Text block:
━━━━━━
Syringa × chinensis
Common Name: Chinese lilac 
Type: Deciduous shrub
Family: Oleaceae
Native Range: Garden origin
Zone: 3 to 7
Height: 8.00 to 12.00 feet
Spread: 6.00 to 10.00 feet
Bloom Time: May
Bloom Description: Rose purple
Sun: Full sun
Water: Medium
Maintenance: Low
Suggested Use: Hedge
Flower: Showy, Fragrant, Good Cut
Tolerate: Deer


Easily grown in average, medium moisture, well-drained soil in full sun. Tolerates light shade, but best bloom is in full sun. Prefers organically rich, moist, slightly acidic to slightly alkaline soils with good drainage. Needs good air circulation. Good tolerance for urban conditions. Prompt removal of faded flower panicles before seed set will increase the bloom in the following year. Prune as needed immediately after flowering.

Noteworthy Characteristics

Syringa × chinensis, commonly called Chinese lilac or Rouen lilac, is a cross between Syringa vulgaris (common lilac native to southern Europe) and Syringa persica (Persian lilac native to Persia now Iran). It is a spreading, multi-trunked, deciduous shrub with arching branches which typically grows 8-12’ (less frequently to 15’) tall. It was reportedly first discovered in Rouen, France in 1777. The leaves and flowers of Chinese lilac resemble those of Persian lilac, but the erect growth and abundance of flowers most resembles those of common lilac. Airy pyramidal inflorescences (4-6" long) of very fragrant rose purple flowers bloom in mid-May. Flowers are followed by brown dehiscent capsules which persist on the shrub well into winter. Opposite, simple, ovate-lanceolate leaves (to 3" long) are medium to dark green. Foliage typically loses sharpness with the onset of powdery mildew in summer. No fall color.
━━━━━━
Brief A: According to the Chinese lilac profile, where and in what year was this shrub reportedly first discovered?
Brief B: Carry the Chinese lilac profile forward from its final sentence.

Data extracted from a collection:
━━━━━━
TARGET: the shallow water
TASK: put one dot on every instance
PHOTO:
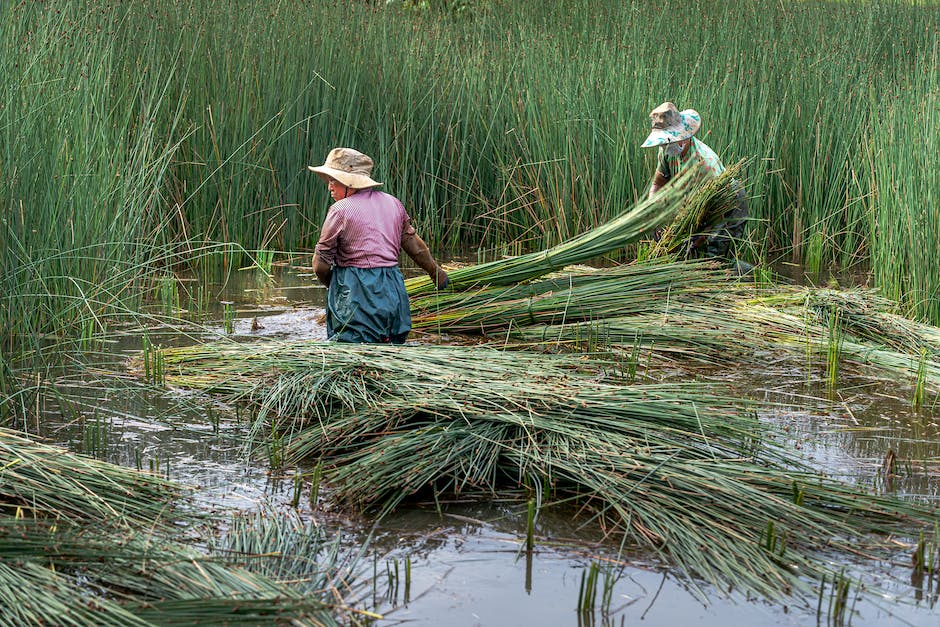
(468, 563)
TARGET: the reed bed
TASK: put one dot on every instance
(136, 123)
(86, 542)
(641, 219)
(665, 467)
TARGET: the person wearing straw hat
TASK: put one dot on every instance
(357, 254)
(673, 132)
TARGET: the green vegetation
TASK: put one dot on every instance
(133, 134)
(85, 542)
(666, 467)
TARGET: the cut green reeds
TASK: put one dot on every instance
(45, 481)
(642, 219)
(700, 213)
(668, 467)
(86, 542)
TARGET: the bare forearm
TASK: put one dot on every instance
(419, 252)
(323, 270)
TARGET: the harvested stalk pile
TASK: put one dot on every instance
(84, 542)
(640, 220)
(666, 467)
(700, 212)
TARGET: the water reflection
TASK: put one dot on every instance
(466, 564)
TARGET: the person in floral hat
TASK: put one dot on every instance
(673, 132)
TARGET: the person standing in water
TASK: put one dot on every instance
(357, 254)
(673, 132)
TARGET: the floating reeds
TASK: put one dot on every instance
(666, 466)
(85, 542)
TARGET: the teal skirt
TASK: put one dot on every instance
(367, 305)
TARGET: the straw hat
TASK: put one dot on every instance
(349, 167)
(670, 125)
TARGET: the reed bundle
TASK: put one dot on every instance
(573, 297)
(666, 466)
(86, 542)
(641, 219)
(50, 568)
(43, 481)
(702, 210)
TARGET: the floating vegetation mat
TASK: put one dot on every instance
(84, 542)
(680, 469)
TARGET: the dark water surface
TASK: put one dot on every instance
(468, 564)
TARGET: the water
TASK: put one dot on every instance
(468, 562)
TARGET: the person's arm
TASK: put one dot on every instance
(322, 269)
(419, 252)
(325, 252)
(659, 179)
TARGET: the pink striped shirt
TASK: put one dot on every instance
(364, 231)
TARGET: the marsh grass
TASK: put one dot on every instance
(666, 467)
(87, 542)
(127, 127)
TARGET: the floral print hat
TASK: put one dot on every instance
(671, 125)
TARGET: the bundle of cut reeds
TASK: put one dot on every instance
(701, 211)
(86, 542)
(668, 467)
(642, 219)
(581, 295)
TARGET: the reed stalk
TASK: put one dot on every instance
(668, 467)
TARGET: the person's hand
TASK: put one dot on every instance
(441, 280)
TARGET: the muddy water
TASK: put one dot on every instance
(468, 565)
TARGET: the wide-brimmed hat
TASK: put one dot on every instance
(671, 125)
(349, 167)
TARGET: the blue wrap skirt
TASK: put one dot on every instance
━━━━━━
Answer A: In Rouen, France, in 1777.

Answer B:
Genus name comes from the Greek word syrinx meaning tube or pipe in reference to the pith-filled but easily-hollowed stems of some genus plants.

Specific epithet means from China in reference to a mistaken but once held belief that this shrub was native to China.


Foliage regularly becomes infected with powdery mildew by late summer. Leaf-roll necrosis may occur. Potential insect visitors include aphids, caterpillars and scale. Flower buds are susceptible to frost injury in early spring.


Effective as a specimen or massed. Shrub borders, foundations. Good screen or informal hedge for property lines.